Belge >>
———

Ana içeriğe atla

Erdoğan-Trump görüşmesine dair

Eylül ayı ABD Başkanı Donald Trump’ın yönetim kadrosu için bir hayli hareketli geçti. Orta Doğu Özel Temsilcisi Jason Greenblatt'ın ailevi sebeplerle istifasının ardından, ulusal güvenlik danışmanı John Bolton ile de yollarını ayırdı. İkili arasındaki fikir ayrılıkları zaten apaçık ortadaydı. Bilinmesine karşın pek de beklenmeyen bir zamanda gerçekleşen bu görevden alma/istifanın ABD’nin dış politikasında neleri değiştirebileceği çok tartışıldı. Bolton’suz dönemin ilk ciddi ipuçlarını ise pazar akşamı gerçekleşen Erdoğan-Trump telefon görüşmesi verdi.
Her iki ülkenin yaptığı açıklamalar, Türkiye’nin uzun süredir planladığı Suriye’nin kuzeyine yönelik operasyonun eli kulağında olduğunu, ABD’nin bu operasyonun bir parçası olmayacağını ve daha da önemlisi Ankara’yı durdurmak için bir çaba sarf etmeyeceğini gösterdi. BM toplantısı sırasında aynı şehirdeyken görüşmeyen iki lider, bir ay sonra -muhtemelen olası operasyonun sonuçlarını görüşmek için- Washington’da bir araya gelmek üzere anlaştılar.
Pentagon durumun bu noktaya gelmesini engellemek ve Türkiye’nin endişelerini gidermek için son aylarda bir çaba içindeydi ancak bu Ankara’ya yeterli gelmedi. Trump’ın Cumhurbaşkanı Erdoğan ile telefon konuşması da gidişatı tamamen değiştirdi. İç politik maliyeti gittikçe artan Suriyelilerin önemli bir bölümünün, Erdoğan’ın BM konuşmasında da belirttiği gibi, kurulacak bir güvenli bölgeye gönderilmesi isteği bu operasyonun başlıca itici gücü. Türkiye’nin bu konudaki kararlılığını ABD’den alacağı bir garanti değiştirebilirdi belki ama ABD’nin, deyim yerindeyse arkasına dönüp bakmadan gitmeyi tercih ettiği görülüyor. Türk ordusu operasyon hazırlıklarını hızlandırırken, ABD de askerlerini bölgeden uzaklaştırıyor.
İki liderin görüşmesi bizlere ipuçları verse de müdahalenin ne şartlarda, ne kadar süre ile, ne yoğunlukta ve kimlerin ne tür desteği ile gerçekleşeceğini söylemekten uzak. Bir de denklemin Rusya, İran, Esad yönü var ki onların nasıl bir tepkide bulunacaklarını bilemiyoruz. Erdoğan’ın Putin’i de bu konuda bilgilendirdiğini ve ses çıkarmayacağını varsayabiliriz ancak.

———

Görev Listesi >>
**1.** Erdoğan-Trump görüşmesine dair yazıda adı geçen bütün ülkeleri sıralayınız.
**2.** Erdoğan-Trump görüşmesine dair yazıda "Eylül ayı ABD" sözcüklerinden "telefon görüşmesi verdi." sözcüklerine kadar olan her şeyi, "telefon görüşmesi" yerine "telefon konuşması" koyarak yeniden yazınız.
**3.** Erdoğan-Trump görüşmesine dair yazıyı bittiği yerden bir sonraki bölümle sürdürünüz.

Veri Bölümü >>
———

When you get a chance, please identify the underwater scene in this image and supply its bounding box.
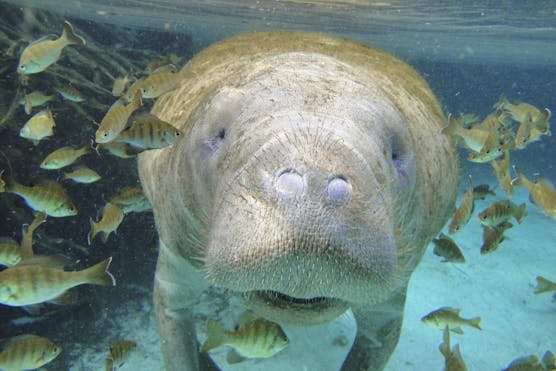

———

Yanıt Listesi >>
**1.** ABD, Türkiye, Suriye, Rusya, İran

**2.**
Eylül ayı ABD Başkanı Donald Trump’ın yönetim kadrosu için bir hayli hareketli geçti. Orta Doğu Özel Temsilcisi Jason Greenblatt'ın ailevi sebeplerle istifasının ardından, ulusal güvenlik danışmanı John Bolton ile de yollarını ayırdı. İkili arasındaki fikir ayrılıkları zaten apaçık ortadaydı. Bilinmesine karşın pek de beklenmeyen bir zamanda gerçekleşen bu görevden alma/istifanın ABD’nin dış politikasında neleri değiştirebileceği çok tartışıldı. Bolton’suz dönemin ilk ciddi ipuçlarını ise pazar akşamı gerçekleşen Erdoğan-Trump telefon konuşması verdi.

**3.**
Açıklamalardan anladığımız ve Türkiye’nin başını ağrıtacak can alıcı bir konu ise SDG’nin elinde bulunan ve olası bir operasyonda serbest bırakabileceği belirtilen IŞİD’li tutukluların sorumluluğunun Türkiye’ye bırakılacağı. Telefon görüşmesinde bu konunun da karara bağlandığını anlaşılıyor. Ancak Türkiye’nin sorumluluğunun nerede başlayıp nerede bittiği, bir kısmı kendi vatandaşları olan ancak Fransa, Almanya ve diğer Avrupa ülkelerinin geri almaya yanaşmadığı bu IŞİD’lileri Türkiye’nin ne yapacağı ise meçhul.
Bu görüşme, ABD açısından Suriye politikasında önemli bir kırılma noktasına işaret ediyor. Şimdiye kadar, Trump’ın daha önceki denemelerine rağmen, Amerikan askeri birlikleri Suriye’de kalmış ve sayıca az da olsalar IŞİD’e yönelik mücadeleye devam etmişlerdi. ABD’nin askerlerinin tamamını çekmeyeceği düşünülebilir. Ancak ne kadarını çekeceği, Trump’ın bu konuda ne kadar bastıracağı ve sözünü dinletebileceğine bağlı.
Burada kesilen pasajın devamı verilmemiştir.